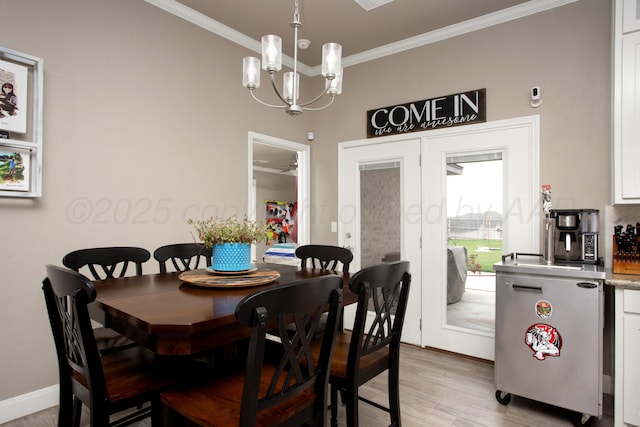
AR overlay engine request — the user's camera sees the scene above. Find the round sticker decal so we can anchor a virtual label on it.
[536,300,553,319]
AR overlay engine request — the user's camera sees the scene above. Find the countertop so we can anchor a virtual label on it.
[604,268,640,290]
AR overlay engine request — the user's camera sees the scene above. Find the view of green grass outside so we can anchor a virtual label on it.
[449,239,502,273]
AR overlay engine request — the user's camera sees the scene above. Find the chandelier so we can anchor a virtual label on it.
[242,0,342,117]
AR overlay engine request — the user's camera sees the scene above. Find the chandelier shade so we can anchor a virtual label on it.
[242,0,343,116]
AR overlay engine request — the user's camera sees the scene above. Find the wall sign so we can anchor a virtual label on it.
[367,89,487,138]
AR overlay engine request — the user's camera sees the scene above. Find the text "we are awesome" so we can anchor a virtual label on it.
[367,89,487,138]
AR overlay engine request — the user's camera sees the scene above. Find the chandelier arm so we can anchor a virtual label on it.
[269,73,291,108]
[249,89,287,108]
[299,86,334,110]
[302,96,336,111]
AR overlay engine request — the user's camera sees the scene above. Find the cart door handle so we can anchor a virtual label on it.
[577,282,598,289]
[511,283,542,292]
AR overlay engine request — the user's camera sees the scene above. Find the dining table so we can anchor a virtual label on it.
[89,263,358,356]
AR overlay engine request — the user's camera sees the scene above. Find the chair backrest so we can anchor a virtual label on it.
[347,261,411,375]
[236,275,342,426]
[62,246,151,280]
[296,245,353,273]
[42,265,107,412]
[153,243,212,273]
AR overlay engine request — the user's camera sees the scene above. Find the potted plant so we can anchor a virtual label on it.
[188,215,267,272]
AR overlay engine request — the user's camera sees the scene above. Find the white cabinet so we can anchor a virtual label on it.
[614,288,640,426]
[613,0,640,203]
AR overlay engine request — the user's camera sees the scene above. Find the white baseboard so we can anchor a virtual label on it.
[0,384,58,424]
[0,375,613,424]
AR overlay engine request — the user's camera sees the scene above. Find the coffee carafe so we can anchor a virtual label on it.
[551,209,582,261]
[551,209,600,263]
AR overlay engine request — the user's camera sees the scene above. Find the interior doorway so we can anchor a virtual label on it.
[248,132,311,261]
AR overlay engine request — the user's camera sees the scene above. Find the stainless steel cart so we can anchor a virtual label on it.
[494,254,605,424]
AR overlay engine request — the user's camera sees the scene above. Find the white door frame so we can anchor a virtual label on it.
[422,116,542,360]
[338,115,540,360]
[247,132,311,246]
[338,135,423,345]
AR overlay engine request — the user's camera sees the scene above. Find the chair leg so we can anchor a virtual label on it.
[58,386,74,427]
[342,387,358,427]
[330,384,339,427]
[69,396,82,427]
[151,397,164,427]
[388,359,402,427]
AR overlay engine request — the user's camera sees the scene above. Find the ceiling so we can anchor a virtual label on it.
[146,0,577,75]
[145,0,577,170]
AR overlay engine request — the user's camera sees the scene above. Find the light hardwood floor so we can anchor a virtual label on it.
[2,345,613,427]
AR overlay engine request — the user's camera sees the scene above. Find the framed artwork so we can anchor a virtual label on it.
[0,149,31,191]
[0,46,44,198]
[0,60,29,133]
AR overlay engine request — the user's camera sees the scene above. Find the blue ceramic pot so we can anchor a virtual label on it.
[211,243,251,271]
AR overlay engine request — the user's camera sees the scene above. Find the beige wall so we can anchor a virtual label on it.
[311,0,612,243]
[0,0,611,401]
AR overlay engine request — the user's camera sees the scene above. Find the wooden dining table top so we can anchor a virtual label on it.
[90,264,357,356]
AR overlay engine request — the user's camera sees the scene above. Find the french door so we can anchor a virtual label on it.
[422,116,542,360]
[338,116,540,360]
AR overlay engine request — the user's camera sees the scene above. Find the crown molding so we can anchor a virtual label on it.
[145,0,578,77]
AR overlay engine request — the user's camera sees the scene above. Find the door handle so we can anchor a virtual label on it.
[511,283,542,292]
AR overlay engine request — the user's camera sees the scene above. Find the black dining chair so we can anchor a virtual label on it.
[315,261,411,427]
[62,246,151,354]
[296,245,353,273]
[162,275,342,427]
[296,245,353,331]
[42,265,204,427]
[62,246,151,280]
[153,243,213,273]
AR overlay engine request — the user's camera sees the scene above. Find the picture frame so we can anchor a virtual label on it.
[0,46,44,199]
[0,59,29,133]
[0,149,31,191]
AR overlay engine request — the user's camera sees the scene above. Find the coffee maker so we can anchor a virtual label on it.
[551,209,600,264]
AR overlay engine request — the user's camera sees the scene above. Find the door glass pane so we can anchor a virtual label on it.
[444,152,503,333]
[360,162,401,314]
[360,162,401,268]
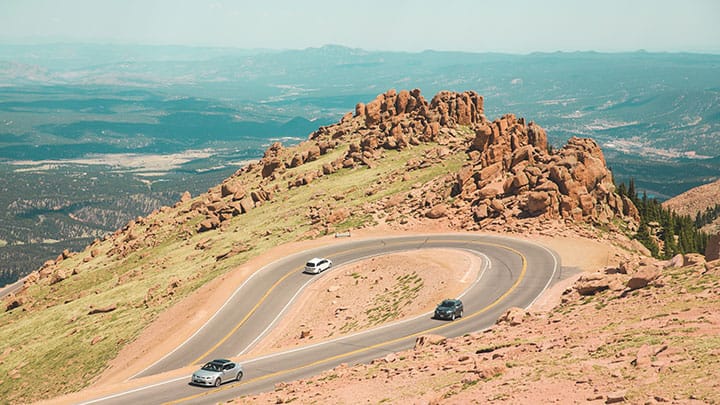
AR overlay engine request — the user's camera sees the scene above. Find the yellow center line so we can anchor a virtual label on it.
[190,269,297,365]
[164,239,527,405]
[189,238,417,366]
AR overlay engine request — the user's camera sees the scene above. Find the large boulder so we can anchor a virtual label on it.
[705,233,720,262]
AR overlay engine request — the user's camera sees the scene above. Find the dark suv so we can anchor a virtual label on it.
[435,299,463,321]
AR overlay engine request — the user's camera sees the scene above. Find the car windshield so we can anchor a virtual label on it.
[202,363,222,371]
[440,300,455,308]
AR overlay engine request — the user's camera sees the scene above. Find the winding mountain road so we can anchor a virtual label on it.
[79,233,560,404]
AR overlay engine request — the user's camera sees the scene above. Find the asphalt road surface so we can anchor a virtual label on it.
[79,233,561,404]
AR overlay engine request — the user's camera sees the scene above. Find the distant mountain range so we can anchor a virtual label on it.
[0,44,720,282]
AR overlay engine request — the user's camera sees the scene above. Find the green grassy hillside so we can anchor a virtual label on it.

....................

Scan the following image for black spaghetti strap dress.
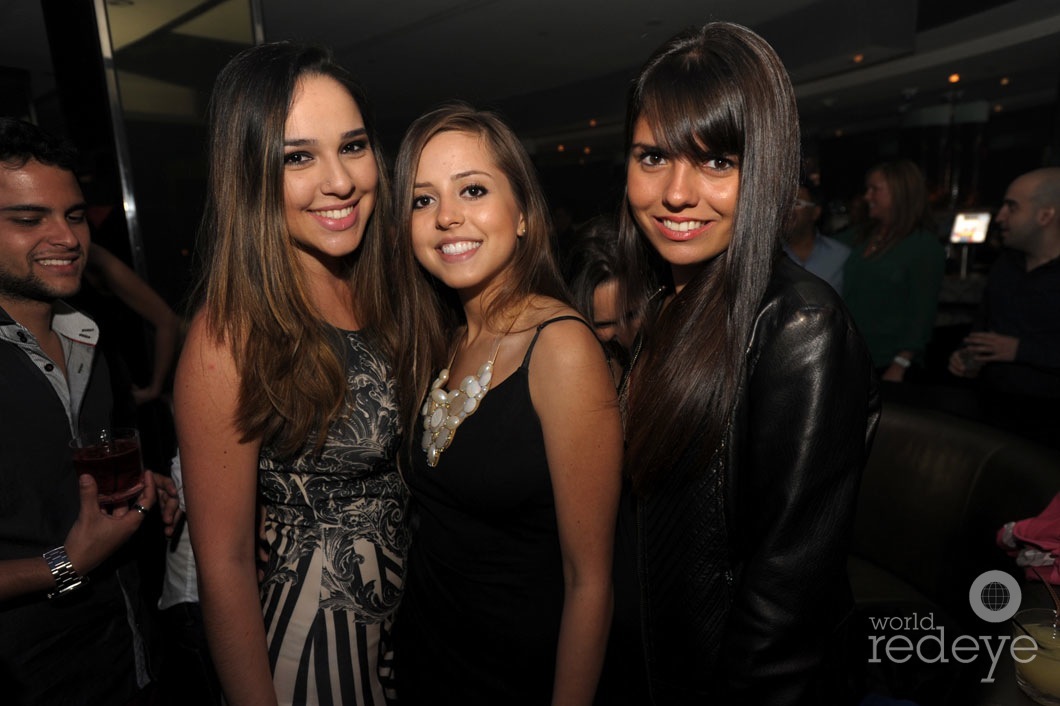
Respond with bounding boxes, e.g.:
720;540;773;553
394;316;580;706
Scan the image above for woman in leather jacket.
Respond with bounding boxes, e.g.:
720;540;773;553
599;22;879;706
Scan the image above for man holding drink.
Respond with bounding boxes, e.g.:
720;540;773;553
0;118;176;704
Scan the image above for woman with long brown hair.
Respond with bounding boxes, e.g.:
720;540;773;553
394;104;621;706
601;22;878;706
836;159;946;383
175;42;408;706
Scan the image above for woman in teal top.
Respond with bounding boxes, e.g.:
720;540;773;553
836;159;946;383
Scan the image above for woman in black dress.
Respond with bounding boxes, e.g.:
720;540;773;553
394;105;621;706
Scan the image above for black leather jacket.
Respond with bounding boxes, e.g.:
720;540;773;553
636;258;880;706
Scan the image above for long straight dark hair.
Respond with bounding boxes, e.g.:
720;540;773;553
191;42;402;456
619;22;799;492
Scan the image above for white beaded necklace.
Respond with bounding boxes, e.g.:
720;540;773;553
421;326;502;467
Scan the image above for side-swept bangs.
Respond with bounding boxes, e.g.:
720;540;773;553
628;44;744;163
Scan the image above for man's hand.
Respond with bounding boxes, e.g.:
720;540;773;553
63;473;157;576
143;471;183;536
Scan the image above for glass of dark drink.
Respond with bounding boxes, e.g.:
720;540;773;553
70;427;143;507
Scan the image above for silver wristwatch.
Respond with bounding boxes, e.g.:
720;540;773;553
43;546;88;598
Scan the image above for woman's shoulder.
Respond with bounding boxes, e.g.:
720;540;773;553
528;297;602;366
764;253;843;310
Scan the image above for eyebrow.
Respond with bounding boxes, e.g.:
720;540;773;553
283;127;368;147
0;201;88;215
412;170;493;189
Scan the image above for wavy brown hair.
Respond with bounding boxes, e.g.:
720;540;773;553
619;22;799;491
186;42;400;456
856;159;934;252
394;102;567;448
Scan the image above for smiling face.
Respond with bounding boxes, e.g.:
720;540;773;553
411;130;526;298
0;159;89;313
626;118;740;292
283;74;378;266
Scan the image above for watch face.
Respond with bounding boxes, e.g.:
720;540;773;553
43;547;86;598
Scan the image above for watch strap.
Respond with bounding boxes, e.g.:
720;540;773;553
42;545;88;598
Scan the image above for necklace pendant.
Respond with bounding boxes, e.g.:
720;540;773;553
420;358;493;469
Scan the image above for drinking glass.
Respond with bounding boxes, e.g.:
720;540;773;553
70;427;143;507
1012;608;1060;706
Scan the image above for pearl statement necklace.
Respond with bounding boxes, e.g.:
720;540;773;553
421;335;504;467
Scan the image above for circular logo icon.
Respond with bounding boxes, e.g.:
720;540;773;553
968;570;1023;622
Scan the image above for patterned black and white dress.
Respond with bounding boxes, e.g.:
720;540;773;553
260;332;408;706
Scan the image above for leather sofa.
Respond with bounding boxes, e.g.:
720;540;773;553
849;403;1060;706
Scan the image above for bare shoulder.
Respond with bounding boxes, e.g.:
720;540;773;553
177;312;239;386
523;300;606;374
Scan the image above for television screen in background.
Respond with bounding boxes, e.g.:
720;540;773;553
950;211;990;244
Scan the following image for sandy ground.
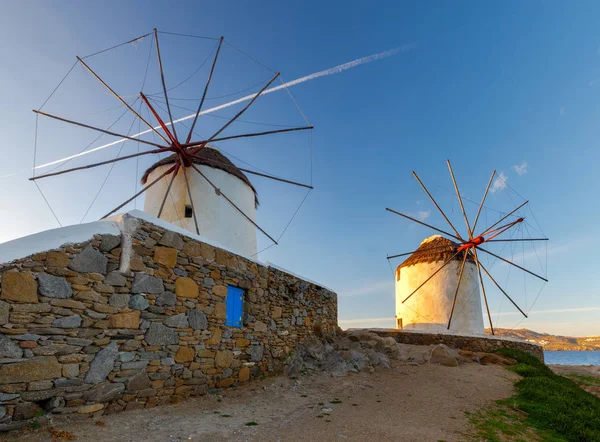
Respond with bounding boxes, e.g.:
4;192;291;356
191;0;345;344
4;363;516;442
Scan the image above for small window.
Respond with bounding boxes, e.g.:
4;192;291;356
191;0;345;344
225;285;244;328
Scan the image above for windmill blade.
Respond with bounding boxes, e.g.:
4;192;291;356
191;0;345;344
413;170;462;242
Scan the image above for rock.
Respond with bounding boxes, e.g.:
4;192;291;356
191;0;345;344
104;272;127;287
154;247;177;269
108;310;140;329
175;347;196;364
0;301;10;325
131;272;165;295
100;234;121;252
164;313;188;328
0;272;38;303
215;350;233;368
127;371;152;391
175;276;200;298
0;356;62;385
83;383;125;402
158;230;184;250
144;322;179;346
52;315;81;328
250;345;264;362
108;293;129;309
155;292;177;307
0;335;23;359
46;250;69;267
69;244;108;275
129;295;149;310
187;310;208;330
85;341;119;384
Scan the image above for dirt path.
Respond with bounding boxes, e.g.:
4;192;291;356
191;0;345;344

....................

Task description: Return every line of the entries above that contains the string "cart". Treat uppercase and lowercase as different.

Finished task:
AR overlay engine request — the user's camera sees the scene above. Find the cart door handle so we can anchor a virtual label on it.
AR overlay engine request — the user's camera sees the scene above. Find the stainless steel cart so we can anchor a virtual label on it.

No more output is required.